Re: Need help in creating Flink Streaming s3 Job for multiple path reader one by one

Satyaa Dixit Fri, 09 Oct 2020 08:23:32 -0700

Hi  Shesnay/Team,

Thank you so much for the reply.In the continuation of the previous email,
below is the block diagram where I am reading the file  from s3 and pushing
it to kafka.Now with the current setup, I have total 4 directory based on
the readfile method  from flink environment ,we are  creating 4 readers
parallely to process the data from s3 .


Below are my Questions:
1. Can we restrict the no. of readers to process the  data parallely.  e.g
let's say if  we have a thousand of directory , in that case i want to
restrict the no. of readers to 10 and ten parallel threads will continue
with 100 sequential reading of the directory per thread to consume the data
.

2.In between the two flink operators i.e s3 reader and kafka sink , i just
want to implement one more operator in order to transform the data which i
am reading from s3 bucket and then want to push into the kafka sink. Below
is my working code.Here i am finding  difficulties to implement  map
operator in order to transform the union of datastreams  by applying union
method over each directory's reader before pushing to kafka.

List<String> s3PathList = S3Service.getListOfS3Paths(finalParameters);

s3PathList.stream()
.map(directory -> S3Service.customInputStream(environment, directory,
readerParallelism))
.reduce(DataStream::union)

▸ MATERIAL SHOWN
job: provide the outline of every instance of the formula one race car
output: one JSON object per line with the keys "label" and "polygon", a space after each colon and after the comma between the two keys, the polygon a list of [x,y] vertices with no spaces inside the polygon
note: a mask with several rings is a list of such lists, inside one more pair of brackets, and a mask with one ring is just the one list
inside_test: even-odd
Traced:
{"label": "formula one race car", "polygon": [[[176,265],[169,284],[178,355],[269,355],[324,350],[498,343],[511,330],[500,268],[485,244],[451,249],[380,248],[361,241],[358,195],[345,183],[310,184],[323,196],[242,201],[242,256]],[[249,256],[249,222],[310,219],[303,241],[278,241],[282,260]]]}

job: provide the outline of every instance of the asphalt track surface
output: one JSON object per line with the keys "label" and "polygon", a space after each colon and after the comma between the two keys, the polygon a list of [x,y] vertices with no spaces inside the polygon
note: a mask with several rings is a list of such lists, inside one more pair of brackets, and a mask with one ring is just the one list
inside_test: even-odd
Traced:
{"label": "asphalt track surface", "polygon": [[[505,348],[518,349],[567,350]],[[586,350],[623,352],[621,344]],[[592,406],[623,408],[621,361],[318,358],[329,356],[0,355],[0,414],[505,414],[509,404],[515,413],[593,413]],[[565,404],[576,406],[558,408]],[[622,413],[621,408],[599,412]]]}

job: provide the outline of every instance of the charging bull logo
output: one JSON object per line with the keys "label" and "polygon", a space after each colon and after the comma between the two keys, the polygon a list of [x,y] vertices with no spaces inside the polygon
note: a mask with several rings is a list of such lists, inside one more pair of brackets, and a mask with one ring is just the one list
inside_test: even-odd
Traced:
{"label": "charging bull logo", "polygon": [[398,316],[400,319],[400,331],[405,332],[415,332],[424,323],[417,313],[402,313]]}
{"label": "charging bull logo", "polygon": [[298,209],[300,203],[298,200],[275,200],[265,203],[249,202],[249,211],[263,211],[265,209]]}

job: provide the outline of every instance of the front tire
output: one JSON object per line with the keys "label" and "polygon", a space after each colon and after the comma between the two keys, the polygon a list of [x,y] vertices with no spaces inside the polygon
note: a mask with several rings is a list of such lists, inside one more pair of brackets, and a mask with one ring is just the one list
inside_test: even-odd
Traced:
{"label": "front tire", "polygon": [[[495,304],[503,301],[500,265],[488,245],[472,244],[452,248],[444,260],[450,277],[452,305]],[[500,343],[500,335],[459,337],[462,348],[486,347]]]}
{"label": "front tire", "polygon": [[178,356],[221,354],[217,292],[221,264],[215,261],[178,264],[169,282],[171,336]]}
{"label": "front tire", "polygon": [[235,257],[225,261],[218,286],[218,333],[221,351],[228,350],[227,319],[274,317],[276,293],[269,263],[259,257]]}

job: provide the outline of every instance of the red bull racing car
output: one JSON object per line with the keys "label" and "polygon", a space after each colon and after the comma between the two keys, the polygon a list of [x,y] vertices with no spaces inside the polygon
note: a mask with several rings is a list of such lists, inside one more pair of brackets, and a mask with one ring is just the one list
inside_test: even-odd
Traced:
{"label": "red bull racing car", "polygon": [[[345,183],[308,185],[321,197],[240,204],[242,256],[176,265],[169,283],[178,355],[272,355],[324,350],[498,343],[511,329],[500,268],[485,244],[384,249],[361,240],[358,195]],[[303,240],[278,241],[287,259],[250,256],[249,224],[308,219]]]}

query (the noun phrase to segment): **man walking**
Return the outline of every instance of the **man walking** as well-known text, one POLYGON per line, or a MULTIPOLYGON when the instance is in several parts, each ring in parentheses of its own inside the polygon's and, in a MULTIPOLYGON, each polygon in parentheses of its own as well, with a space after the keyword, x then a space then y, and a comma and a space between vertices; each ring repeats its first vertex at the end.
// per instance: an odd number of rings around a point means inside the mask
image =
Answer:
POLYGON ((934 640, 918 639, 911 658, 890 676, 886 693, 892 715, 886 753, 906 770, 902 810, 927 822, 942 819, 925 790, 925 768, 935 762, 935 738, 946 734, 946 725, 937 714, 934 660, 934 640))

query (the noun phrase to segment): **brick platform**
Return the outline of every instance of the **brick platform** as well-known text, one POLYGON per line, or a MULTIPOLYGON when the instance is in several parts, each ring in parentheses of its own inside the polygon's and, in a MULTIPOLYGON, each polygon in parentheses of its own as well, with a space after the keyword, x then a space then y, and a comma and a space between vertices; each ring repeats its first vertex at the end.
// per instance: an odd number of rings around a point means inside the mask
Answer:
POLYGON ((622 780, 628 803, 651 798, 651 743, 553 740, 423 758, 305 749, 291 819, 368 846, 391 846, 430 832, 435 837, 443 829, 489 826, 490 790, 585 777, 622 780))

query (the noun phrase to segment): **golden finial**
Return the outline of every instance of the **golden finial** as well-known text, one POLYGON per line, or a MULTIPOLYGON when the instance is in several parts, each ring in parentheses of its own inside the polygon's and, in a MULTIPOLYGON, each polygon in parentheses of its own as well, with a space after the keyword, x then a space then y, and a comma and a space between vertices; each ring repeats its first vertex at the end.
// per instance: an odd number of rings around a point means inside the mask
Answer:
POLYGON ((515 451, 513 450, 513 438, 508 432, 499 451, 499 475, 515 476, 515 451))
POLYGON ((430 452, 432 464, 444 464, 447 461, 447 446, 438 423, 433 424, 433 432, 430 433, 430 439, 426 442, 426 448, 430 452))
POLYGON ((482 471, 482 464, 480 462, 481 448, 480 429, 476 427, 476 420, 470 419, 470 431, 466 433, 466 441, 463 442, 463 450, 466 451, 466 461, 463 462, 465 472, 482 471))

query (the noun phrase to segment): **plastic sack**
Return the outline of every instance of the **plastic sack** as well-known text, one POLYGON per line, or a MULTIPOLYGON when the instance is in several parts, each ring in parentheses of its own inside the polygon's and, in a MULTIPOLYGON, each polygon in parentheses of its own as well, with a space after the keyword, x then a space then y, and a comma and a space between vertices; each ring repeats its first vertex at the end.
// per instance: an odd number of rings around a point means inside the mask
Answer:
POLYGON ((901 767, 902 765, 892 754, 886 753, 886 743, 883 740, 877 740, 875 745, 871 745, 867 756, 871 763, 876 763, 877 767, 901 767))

▸ YOUR TASKS
a: Say whether each statement agrees with the Flink post, answering yes or no and quoting the words from the post that decide it. (i) The writer's current setup has four directories. (ii) The writer wants to cap the number of readers at 100. (iii) The additional operator the writer wants is meant to filter the data.
b: Give a continuation of the Flink post, starting right after its final line.
The records are not needed for anything here.

▸ RESPONSES PER TASK
a: (i) Yes: "I have total 4 directory". (ii) No: "restrict the no. of readers to 10". (iii) No: "in order to transform the data".

b:
.map(joinedStream -> joinedStream.addSink(kafkaProducer).name("Publish to "
+ kafkaTopicName));


*Something like this I'm trying to do in order to achieve the above use
case by applying FlatMap, it could be map as well:*
s3PathList.stream()
.map(directory -> S3Service.customInputStream(environment, directory,
readerParallelism))
.reduce(DataStream::union).flatMap(new FlatMapFunction<DataStream,
String>() {
   @Override
   public void flatMap(String value, Collector<String> out) throws
Exception {
    FinalJsonMessage m=objectMapper.readValue(value,
FinalJsonMessage.class);
    System.out.println("Json string:: ------"+m);
     //transformation logic
     out.collect(value);
   }
 })
.map(joinedStream -> joinedStream.addSink(kafkaProducer).name("Publish to "
+ kafkaTopicName));
[image: image.png]
Request your support on the same.
Regards,
Satya

On Mon, Oct 5, 2020 at 12:16 PM Satyaa Dixit <satyaadi...@gmail.com> wrote:

> Hi @ches...@apache.org <ches...@apache.org> ,
>
> Thanks for your support, it was really helpful.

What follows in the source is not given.